BuG 77 - In strijkwinkel betaalt de RSZ het materiaal

Update 28 oktober 2007: Mail van de firma Prisma aan npdata: Geachte Heer, 

Over uw visie i.v.m. de dienstencheques kan er altijd gediscuteerd worden, maar dan wel op een neutrale manier. Ik vind dat u, door mijn naam en foto te publiceren het wel heel persoonlijk heeft aangepakt. Mijn bedrijf stelt 35 mensen tewerk( horeca,rusthuizen,particuliere wassen, onderaanneming voor depots, enz...), waarvan er 4 mensen zijn tewerk gesteld voor het systeem. Als men dan de vakantie dagen, verlof dagen, ziekte dagen ... verrekend, en dan nog het aantal cheques opstuurt volgens de uren deze personen zijn ingeschreven, en ze dan al dan niet gewerkt hebben (niet ziek of in verlof zijn...) is uw verslag wel wat overdreven. De mensen strijken op gewone bestaande strijkplanken die ervoor al stonden toen er nog meer droogkuis -strijk was. ( Is er hier nog wel een afschrijving? neen. )
 

Er zijn hoogstens wat onderhoud kosten zoals een strijkdoek, een beetje stoom en elektriciteit, en ook niet meer. Maar wat met de strijkwinkels die alles moeten aankopen, huur betalen,een zaakvoerder,strijkpersoneel,enz........, van wat doen zij dat? Zij rekenen voor alles supplement aan. Voor ontvangst ......tot ophaling al dan niet met wagen???????? Zoals je zelf aanhaalt, het moet betaald worden. En dan sta ik u bij.

Men kan alleen maar cheques innen, zoals u zelf ook wel weet, door de uren van meer tewerkstelling. Als u dan ook nog eens de achteruitgang van onze sector naar de privé klanten toe in acht neemt, zijn wij blij met het systeem. Toch moet ik dan ook wel vaststellen dat het geen hoog vlieger is. Er zijn 2 mensen omgeschakeld naar het systeem ( achteruitgang sector), en 2 nieuwe mensen momenteel in opleiding.

Ik spreek hier voor een grote groep van reguliere bedrijven die werken zoals ik. Het is een bijkomende activiteit, het vult de leegte op die is ontstaan door een mentaliteit verandering in de privé. Het is nu allemaal vrije tijds-kledij en de jonge mensen vinden nog moeilijk de weg naar onze sector. Je mikt op de verkeerde doelgroep........

Het is voor de bestaande gemengde bedrijven geen hard-core business, gewoon de mensen aan het werk houden is al een hele prestatie voor onze sector. Er zijn geen bijkomende kosten voor de gemengde bedrijven, het gaat er gewoon mee door. Geen extra personeel voor ontvangst, bestelwagens, investeringen...enz. Onze winstmarge is zeer klein. Maar wat het is , is het. Als je het systeem correct toepast.

== Opdracht a ==
Werk de rijen met verzamelde gegevens bij vanaf de rij met "[locate] white flour" tot en met de laatste rij: vervang "white flour" door "wheat flour" en laat de rest ongewijzigd. Geef alleen die rijen terug.

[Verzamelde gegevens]

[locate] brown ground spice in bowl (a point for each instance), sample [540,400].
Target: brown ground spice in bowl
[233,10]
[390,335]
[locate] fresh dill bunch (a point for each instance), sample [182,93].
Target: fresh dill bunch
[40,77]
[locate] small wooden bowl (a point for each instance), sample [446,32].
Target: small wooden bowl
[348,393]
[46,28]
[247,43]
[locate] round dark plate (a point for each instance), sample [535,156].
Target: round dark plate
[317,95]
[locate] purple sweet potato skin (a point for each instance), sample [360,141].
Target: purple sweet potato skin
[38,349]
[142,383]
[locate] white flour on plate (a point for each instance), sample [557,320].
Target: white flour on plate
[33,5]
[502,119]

== Opdracht b ==
Hoeveel mensen stelt het bedrijf volgens de brief over de dienstencheques tewerk? Antwoord alstublieft kort.

== Uitvoer a ==
[locate] wheat flour on plate (a point for each instance), sample [557,320].
Target: wheat flour on plate
[33,5]
[502,119]

== Uitvoer b ==
35 mensen.